- _TASK DETAILS_
Can you reproduce the records below exactly, line for line, leaving out the pictures?

[Dataset excerpt]
»»

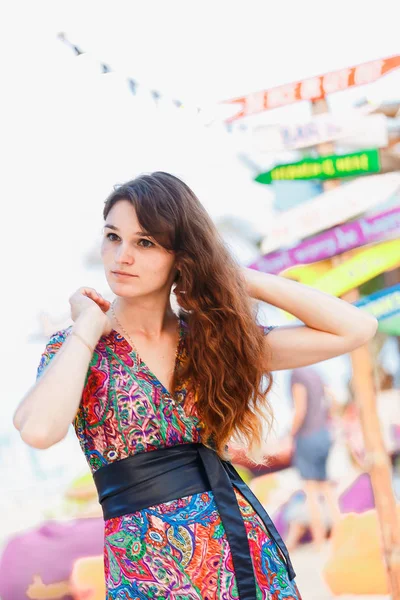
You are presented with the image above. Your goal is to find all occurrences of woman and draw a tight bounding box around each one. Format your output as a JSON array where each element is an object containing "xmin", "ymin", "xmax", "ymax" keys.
[
  {"xmin": 286, "ymin": 367, "xmax": 340, "ymax": 550},
  {"xmin": 14, "ymin": 172, "xmax": 376, "ymax": 600}
]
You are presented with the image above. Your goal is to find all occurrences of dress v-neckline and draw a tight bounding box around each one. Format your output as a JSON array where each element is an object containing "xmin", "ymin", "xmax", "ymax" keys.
[{"xmin": 111, "ymin": 318, "xmax": 184, "ymax": 398}]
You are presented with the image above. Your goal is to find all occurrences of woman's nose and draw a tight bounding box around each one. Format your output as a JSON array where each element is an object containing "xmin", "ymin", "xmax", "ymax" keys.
[{"xmin": 117, "ymin": 244, "xmax": 135, "ymax": 265}]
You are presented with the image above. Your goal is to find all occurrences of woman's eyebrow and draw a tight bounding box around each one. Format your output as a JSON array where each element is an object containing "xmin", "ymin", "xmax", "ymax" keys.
[{"xmin": 104, "ymin": 223, "xmax": 151, "ymax": 237}]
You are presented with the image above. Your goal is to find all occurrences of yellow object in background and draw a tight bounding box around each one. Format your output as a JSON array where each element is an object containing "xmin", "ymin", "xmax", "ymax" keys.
[
  {"xmin": 324, "ymin": 507, "xmax": 400, "ymax": 595},
  {"xmin": 311, "ymin": 240, "xmax": 400, "ymax": 296},
  {"xmin": 280, "ymin": 240, "xmax": 400, "ymax": 321},
  {"xmin": 71, "ymin": 556, "xmax": 106, "ymax": 600}
]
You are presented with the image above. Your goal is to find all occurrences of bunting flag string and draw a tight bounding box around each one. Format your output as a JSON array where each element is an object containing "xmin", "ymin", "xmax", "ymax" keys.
[{"xmin": 57, "ymin": 32, "xmax": 202, "ymax": 114}]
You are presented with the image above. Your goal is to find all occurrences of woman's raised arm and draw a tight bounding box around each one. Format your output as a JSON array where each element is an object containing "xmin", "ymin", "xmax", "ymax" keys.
[{"xmin": 13, "ymin": 288, "xmax": 110, "ymax": 449}]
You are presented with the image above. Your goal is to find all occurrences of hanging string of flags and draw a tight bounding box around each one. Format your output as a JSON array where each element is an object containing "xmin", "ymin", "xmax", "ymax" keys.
[{"xmin": 57, "ymin": 32, "xmax": 201, "ymax": 114}]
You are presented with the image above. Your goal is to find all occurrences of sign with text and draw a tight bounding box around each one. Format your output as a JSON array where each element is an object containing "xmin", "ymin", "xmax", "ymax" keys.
[
  {"xmin": 302, "ymin": 240, "xmax": 400, "ymax": 296},
  {"xmin": 250, "ymin": 206, "xmax": 400, "ymax": 274},
  {"xmin": 250, "ymin": 113, "xmax": 389, "ymax": 152},
  {"xmin": 255, "ymin": 150, "xmax": 380, "ymax": 185},
  {"xmin": 262, "ymin": 173, "xmax": 400, "ymax": 253},
  {"xmin": 225, "ymin": 54, "xmax": 400, "ymax": 121},
  {"xmin": 355, "ymin": 284, "xmax": 400, "ymax": 321}
]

««

- _EXERCISE SOLUTION_
You are presented with the image above. Your goal is to find all occurrences of woman and draw a tight bounding box around each one. Format your output as a JSON array where each element is an object containing "xmin", "ymin", "xmax", "ymax" keys.
[
  {"xmin": 286, "ymin": 367, "xmax": 340, "ymax": 550},
  {"xmin": 14, "ymin": 172, "xmax": 376, "ymax": 600}
]
You are presented with the image above. Your goal is to find all occurrences of dress v-neckline and draw a tight bounding box around each one. Format your output as a JSON array where each element is an object containing "xmin", "ymin", "xmax", "ymax" keys.
[{"xmin": 111, "ymin": 318, "xmax": 184, "ymax": 398}]
You are presented with the image above. Your goal is to find all occurrences of woman's nose and draw a tight bounding box around each one. Format your output as a JSON array where each element is an object containing "xmin", "ymin", "xmax", "ymax" keys.
[{"xmin": 117, "ymin": 244, "xmax": 135, "ymax": 265}]
You are presented with the image above. Your goal is to find all occurrences of woman's eyebrow and draw a tight bounding box around each one. Format your output as a JSON array where each element is an object containing "xmin", "ymin", "xmax", "ymax" keys.
[{"xmin": 104, "ymin": 223, "xmax": 151, "ymax": 237}]
You are presented with the image above. Your goal is to find all occurrences of yellow object in background and draw a tight bounding box around each one. Format your output as a JSON array where each element is an object containing "xmin", "ymin", "xmax", "ymax" keys.
[
  {"xmin": 324, "ymin": 507, "xmax": 400, "ymax": 595},
  {"xmin": 311, "ymin": 240, "xmax": 400, "ymax": 296},
  {"xmin": 280, "ymin": 240, "xmax": 400, "ymax": 321},
  {"xmin": 71, "ymin": 556, "xmax": 106, "ymax": 600}
]
You are presented with the image above. Your goal is to find all occurrences of bunting flag string and draw a tight bounding box around each one. Format your output as a JSON array where each element is an object containing "xmin", "ymin", "xmax", "ymax" keys.
[{"xmin": 57, "ymin": 32, "xmax": 202, "ymax": 114}]
You are presented with the image above. Your goal is to find all occurrences of woman's raised arm and draw a tight bounding box around each one. Format your output as a JSON array where each element is an object containing "xmin", "ymin", "xmax", "ymax" keys.
[{"xmin": 13, "ymin": 288, "xmax": 110, "ymax": 449}]
You are presented with the image above. Your goal is to find all occurrences of hanging string of flags and draw a tight bounding box around each one. Format your output as a JSON array where each element is an object containing "xmin", "ymin", "xmax", "ymax" keys.
[{"xmin": 57, "ymin": 32, "xmax": 201, "ymax": 114}]
You are presented with the image above. Your goal is to find all occurrences of sign with text and draw a tight bounding box around each one. Format your output as a JSON array where each element is an object containing "xmin", "ymin", "xmax", "ymax" keys.
[
  {"xmin": 302, "ymin": 240, "xmax": 400, "ymax": 296},
  {"xmin": 250, "ymin": 206, "xmax": 400, "ymax": 274},
  {"xmin": 250, "ymin": 113, "xmax": 389, "ymax": 152},
  {"xmin": 255, "ymin": 150, "xmax": 380, "ymax": 185},
  {"xmin": 262, "ymin": 173, "xmax": 400, "ymax": 253},
  {"xmin": 225, "ymin": 54, "xmax": 400, "ymax": 121},
  {"xmin": 355, "ymin": 284, "xmax": 400, "ymax": 321}
]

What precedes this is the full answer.